Quoted text
+ + + + + + +

2. Code becomes easier to understand. For example, consider that you have some code that calls a function named DoSomething that has the following signature:

public static ProcessingResult DoSomething(TextDocument document)

To understand the effect of this function, we need to answer the following questions:

Q1. How is the return value ProcessingResult generated? In particular:

a. How is it affected by the input arguments? (the document argument in this case)

b. How is it affected by global state of the application (or even state external to the application such as a database)?

Q2. What effect on global state (or external state) does this function have?

Q3. What changes does this function do to the document argument?

By making data objects immutable, we can eliminate question number 3 and thus make understanding this method, easier.

To understand why this is important, consider the example where the DoSomething method passes the document argument to some other method, say Method1. Then, Method1 passes it to Method2 which passes it to Method3, and so on. Any of these methods can modify the TextDocument object passed to it. Now, in order to answer question 3, we need to understand how all of these methods modify the document.

By the way, if we make this function pure, we can also remove Q1.b and Q2. This would make the function even easier to understand. To learn more about pure functions, see the Functional Programming for C# Developers article here at DotNetCurry.

Modifying immutable data objects

Immutable data objects cannot be modified. If we need to have a modified version of a data object, we have to create another one that has the same data, except for the part that we want to change. For example, if we want to append “Thank you” to the content of a document, we would create a new document like this:

var newDocument =
    new TextDocument(
        existingDocument.Identifier,
        existingDocument.Content + Environment.NewLine + "Thank you");

What if a data object has ten properties and we just want to “modify” one property?

We need to invoke a constructor and pass ten arguments. Nine arguments from these will just be simple property access expressions like existingDocument.Identifier. That code would look ugly.

To fix this problem, we can create With methods. Consider these With methods for the TextDocument class:

public TextDocument WithIdentifier(String newValue)
{
    return new TextDocument(identifier: newValue, content: Content);
}

public TextDocument WithContent(String newValue)

+ + + + + + +

Dataset content
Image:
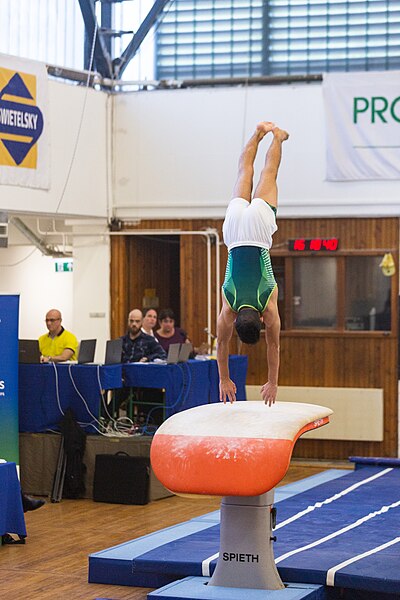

+ + + + + + +

Work to do
1. In the passage on immutable data objects, what kind of methods does the text suggest creating so that changing one property does not require a constructor call with every argument?
2. Echo part of the passage on immutable data objects word for word, beginning at the words "public static ProcessingResult" and stopping after the words "this function have?".

Answers per task
1. With methods.

2.
public static ProcessingResult DoSomething(TextDocument document)

To understand the effect of this function, we need to answer the following questions:

Q1. How is the return value ProcessingResult generated? In particular:

a. How is it affected by the input arguments? (the document argument in this case)

b. How is it affected by global state of the application (or even state external to the application such as a database)?

Q2. What effect on global state (or external state) does this function have?